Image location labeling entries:
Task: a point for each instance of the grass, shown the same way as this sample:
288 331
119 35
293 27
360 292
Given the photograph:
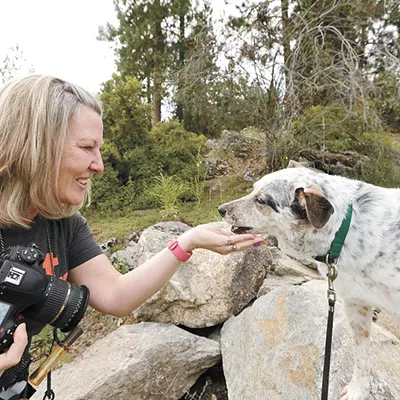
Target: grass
96 325
217 191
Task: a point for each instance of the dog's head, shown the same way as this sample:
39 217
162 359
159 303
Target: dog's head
288 204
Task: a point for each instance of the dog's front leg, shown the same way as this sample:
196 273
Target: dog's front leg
360 319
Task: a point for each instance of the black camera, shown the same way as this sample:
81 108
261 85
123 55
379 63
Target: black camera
26 291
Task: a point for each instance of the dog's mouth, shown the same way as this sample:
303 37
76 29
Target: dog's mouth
240 229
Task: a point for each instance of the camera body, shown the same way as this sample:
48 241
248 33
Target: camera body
26 291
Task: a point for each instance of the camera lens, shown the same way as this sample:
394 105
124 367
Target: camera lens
63 307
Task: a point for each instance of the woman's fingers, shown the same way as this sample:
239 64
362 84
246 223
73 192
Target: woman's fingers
14 354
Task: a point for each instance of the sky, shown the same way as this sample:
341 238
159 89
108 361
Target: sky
58 37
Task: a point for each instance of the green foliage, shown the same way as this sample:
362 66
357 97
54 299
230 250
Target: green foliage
167 191
177 149
120 264
126 119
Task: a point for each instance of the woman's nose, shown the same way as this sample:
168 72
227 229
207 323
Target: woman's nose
97 164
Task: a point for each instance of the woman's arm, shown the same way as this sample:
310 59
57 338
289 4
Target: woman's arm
117 294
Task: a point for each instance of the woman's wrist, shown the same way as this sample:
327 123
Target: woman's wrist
186 241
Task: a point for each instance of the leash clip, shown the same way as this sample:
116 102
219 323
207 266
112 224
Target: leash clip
332 275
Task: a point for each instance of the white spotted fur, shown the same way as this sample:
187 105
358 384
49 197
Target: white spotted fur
369 264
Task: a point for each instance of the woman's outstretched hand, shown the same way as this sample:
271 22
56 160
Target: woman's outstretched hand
13 355
217 239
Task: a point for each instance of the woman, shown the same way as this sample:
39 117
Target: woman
51 134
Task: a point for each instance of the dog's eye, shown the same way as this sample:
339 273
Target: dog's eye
268 201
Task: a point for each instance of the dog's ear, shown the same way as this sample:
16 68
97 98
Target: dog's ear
297 164
318 209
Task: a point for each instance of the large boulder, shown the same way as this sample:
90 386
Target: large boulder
146 361
207 289
278 344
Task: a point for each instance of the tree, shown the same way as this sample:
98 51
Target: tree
150 41
12 64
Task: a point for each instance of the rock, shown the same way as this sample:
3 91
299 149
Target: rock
278 343
145 361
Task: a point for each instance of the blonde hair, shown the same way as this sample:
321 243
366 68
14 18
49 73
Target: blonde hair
35 112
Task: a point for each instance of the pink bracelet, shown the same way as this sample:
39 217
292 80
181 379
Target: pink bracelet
179 253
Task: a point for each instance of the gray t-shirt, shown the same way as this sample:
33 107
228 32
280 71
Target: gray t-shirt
71 241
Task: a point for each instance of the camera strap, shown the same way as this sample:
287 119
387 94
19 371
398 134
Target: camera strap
23 366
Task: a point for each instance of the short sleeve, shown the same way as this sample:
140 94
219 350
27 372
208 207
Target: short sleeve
82 246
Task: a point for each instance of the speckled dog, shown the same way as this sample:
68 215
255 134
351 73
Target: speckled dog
303 209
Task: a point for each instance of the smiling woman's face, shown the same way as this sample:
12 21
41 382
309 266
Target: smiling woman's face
81 157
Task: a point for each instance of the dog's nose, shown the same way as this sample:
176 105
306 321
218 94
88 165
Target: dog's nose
222 211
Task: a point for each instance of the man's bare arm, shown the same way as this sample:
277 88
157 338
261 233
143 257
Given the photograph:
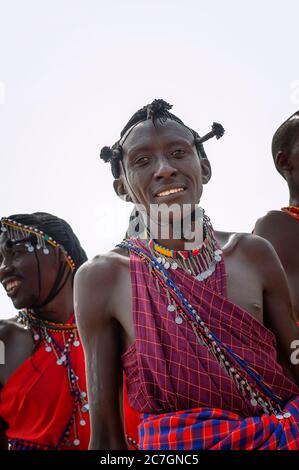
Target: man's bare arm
100 334
278 310
3 424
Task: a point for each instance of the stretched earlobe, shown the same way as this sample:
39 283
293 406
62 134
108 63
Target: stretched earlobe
121 190
206 170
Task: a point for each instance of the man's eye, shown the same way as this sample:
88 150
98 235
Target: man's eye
178 153
142 159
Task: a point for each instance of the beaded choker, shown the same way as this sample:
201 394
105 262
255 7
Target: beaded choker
254 389
200 262
293 211
43 334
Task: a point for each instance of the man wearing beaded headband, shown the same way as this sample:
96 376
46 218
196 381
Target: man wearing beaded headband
187 326
281 228
43 402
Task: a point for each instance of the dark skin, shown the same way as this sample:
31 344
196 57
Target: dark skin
16 263
281 229
154 158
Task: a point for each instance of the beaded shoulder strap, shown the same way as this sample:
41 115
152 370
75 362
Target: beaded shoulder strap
256 390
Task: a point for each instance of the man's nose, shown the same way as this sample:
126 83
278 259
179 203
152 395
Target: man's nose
164 168
4 268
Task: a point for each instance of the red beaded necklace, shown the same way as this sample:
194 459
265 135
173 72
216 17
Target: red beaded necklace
293 211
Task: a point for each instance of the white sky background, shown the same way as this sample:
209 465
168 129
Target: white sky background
72 73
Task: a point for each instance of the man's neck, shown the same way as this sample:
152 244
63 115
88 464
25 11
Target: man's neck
294 197
177 241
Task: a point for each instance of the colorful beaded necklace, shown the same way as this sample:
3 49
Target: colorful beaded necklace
199 262
42 332
258 392
293 211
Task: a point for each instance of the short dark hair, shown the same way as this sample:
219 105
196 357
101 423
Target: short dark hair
157 110
58 229
285 136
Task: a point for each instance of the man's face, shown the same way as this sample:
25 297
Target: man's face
162 165
19 273
294 160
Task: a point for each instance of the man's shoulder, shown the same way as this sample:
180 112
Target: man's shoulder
96 286
8 328
269 221
103 268
247 244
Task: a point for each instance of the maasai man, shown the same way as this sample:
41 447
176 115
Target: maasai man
195 330
43 401
281 228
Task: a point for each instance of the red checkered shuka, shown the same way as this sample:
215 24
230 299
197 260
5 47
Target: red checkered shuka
169 371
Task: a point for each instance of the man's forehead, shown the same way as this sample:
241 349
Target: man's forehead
146 133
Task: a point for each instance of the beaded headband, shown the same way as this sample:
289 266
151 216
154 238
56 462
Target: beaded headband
19 232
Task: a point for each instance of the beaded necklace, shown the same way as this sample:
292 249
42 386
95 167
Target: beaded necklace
200 262
258 392
293 211
42 332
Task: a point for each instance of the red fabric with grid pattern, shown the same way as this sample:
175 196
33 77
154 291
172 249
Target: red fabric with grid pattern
168 370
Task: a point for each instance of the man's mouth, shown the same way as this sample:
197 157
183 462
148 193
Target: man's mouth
167 192
11 287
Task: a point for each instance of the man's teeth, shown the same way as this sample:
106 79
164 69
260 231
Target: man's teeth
170 191
11 285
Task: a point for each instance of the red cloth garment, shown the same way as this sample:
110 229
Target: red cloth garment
38 406
132 419
168 370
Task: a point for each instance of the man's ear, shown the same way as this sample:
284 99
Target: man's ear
283 163
206 170
120 190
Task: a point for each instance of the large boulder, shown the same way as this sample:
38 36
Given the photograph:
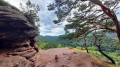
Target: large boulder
14 26
17 35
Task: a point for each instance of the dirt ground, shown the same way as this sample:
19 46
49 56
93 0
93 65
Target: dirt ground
64 57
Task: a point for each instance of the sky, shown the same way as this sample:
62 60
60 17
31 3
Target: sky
46 17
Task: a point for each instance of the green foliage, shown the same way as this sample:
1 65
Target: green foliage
80 48
59 46
3 3
43 45
31 11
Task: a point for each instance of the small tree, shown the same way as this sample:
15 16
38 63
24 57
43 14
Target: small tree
98 42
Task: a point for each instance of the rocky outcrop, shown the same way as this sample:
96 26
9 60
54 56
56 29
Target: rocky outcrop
17 35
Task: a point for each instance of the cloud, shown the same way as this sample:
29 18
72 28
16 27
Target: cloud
46 17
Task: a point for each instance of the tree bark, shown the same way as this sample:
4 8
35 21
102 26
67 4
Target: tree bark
85 44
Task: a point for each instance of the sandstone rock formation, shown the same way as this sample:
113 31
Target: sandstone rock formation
17 35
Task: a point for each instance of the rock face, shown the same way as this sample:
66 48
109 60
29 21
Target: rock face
17 35
14 26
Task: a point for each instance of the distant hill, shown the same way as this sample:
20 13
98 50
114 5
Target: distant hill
52 37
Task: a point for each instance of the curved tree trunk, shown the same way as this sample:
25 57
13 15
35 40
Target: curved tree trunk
99 48
85 44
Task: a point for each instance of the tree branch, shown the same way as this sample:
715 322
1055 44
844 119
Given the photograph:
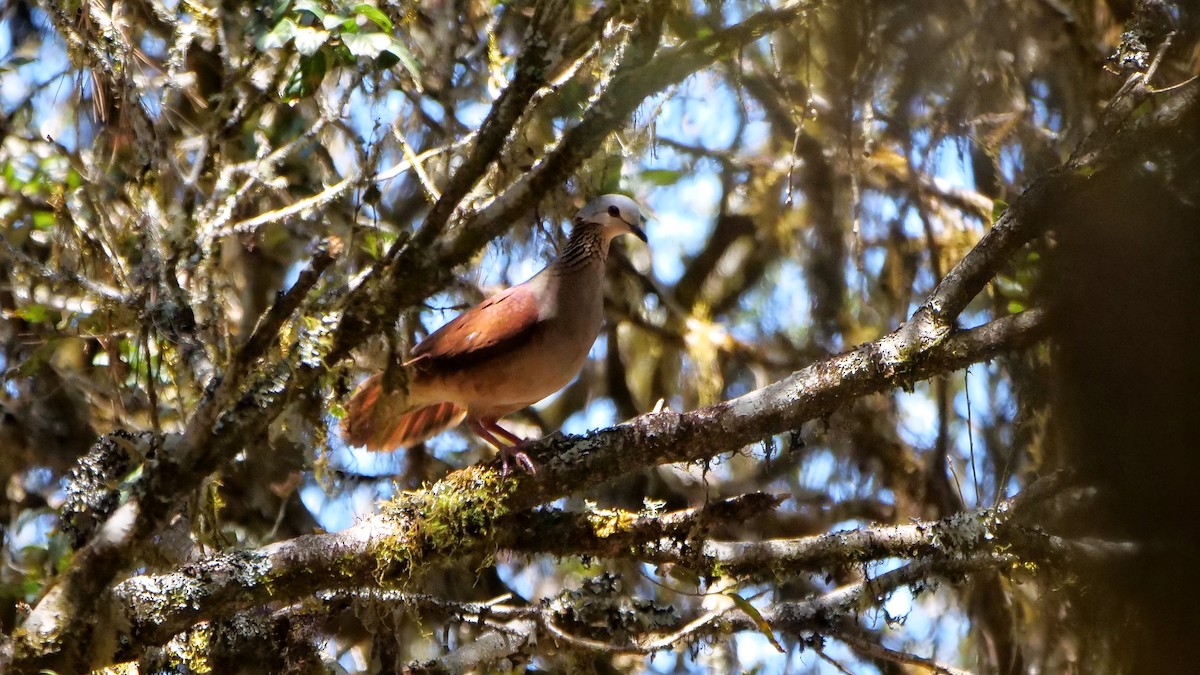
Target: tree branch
466 511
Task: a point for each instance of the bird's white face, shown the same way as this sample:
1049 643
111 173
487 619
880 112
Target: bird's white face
616 213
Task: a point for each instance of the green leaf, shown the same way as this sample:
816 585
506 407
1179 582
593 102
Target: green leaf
43 220
307 77
375 15
312 7
367 45
753 613
663 177
310 40
335 21
279 36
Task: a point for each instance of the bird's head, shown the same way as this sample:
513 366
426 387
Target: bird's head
615 214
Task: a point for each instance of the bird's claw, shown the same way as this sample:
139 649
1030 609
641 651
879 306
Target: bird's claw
521 459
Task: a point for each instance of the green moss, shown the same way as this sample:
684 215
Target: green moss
460 509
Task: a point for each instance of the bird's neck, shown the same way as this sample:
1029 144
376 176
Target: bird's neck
585 248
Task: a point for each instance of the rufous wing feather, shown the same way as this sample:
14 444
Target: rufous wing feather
384 420
481 333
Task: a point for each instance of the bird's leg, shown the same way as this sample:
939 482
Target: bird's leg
487 430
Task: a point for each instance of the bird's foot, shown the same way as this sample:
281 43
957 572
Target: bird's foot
519 455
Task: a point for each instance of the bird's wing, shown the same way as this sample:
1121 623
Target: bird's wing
490 328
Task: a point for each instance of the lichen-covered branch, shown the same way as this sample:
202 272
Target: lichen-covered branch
471 508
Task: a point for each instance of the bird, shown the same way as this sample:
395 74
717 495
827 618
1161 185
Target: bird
508 352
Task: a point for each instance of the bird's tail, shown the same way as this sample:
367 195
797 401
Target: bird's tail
387 420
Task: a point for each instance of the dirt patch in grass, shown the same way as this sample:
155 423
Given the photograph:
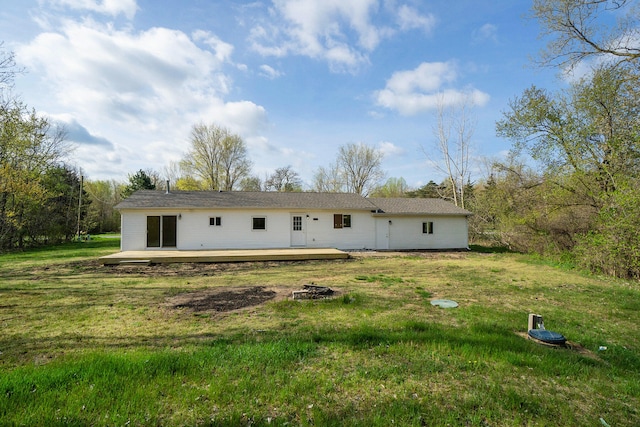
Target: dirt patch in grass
223 299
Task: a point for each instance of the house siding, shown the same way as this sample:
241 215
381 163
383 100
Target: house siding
406 233
195 233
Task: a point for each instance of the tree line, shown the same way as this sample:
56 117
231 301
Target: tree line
568 188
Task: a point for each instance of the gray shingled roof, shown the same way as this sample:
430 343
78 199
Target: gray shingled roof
145 199
411 206
151 199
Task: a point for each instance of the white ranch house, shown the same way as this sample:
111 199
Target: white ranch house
201 220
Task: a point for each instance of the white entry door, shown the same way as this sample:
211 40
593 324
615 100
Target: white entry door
298 230
383 233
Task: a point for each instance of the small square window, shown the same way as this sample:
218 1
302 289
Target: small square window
259 223
427 227
341 221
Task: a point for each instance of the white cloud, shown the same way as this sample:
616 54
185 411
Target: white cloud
410 19
106 7
424 88
140 91
390 149
488 32
269 72
341 32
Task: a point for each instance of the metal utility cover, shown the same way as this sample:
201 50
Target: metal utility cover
444 303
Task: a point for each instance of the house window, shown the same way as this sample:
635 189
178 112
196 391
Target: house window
161 231
297 223
427 227
341 221
259 223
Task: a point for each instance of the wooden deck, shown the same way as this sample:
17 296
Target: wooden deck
159 257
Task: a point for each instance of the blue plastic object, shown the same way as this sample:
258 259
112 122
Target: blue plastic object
444 303
548 337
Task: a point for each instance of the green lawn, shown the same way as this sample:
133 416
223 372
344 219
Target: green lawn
84 344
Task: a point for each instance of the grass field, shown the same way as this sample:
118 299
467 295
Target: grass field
84 344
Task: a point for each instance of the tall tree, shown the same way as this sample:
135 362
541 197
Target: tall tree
101 215
251 183
29 146
138 181
577 31
329 179
217 156
430 190
8 68
393 187
283 179
453 132
361 167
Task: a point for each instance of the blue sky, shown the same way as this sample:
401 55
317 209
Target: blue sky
295 78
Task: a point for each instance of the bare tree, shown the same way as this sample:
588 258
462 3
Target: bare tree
283 179
328 180
361 167
8 69
578 33
453 132
217 156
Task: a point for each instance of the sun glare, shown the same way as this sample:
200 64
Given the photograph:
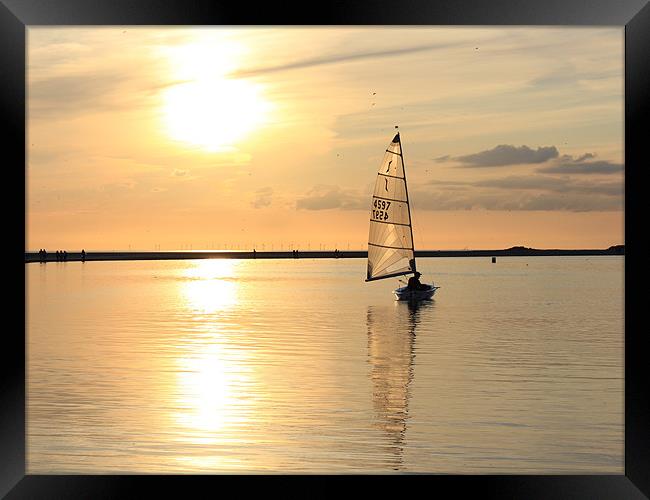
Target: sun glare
207 108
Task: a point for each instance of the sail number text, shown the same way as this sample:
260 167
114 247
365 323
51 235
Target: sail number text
380 210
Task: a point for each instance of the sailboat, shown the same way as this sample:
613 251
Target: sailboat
390 240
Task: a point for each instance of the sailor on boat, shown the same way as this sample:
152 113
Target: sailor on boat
414 283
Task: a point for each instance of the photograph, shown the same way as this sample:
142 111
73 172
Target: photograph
227 271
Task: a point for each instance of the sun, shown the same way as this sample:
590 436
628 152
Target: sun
205 107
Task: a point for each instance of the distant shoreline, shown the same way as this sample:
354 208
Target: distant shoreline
317 254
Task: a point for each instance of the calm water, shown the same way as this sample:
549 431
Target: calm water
222 366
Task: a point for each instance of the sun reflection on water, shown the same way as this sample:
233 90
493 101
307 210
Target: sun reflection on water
210 286
213 373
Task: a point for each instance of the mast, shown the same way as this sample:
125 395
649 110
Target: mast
408 203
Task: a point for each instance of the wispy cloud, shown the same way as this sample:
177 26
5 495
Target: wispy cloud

● WHAT IS ASKED
Give again only the lines starting at the one that contains "Task: a point for each instance of the photograph, shown" and running to the end of the data.

● WRITTEN SOLUTION
Task: a point for each instance of the photograph, shown the same way as this sample:
142 111
73 172
Target: photograph
227 271
Task: a point for each instance of the sun, shown the same way as this sample:
590 436
628 152
Target: sun
205 107
Task: a point for each instance of the distant shoreline, shown the same way as this sample:
354 208
Target: distant shoreline
317 254
Task: a point for each instance of the calm water, shown the same way as this sample:
549 431
Target: calm water
222 366
Task: a point for each instance of the sun reflection on water, shown the same way as this sample:
233 90
493 101
307 210
Target: sun reflection on water
210 286
213 373
Task: a point for each instance of the mast, shown the same way as this sample:
125 395
649 110
Target: mast
408 203
Task: a point for each instance of the wispy cloud, shown the same way as this sample:
177 26
5 495
Target: wispy cloud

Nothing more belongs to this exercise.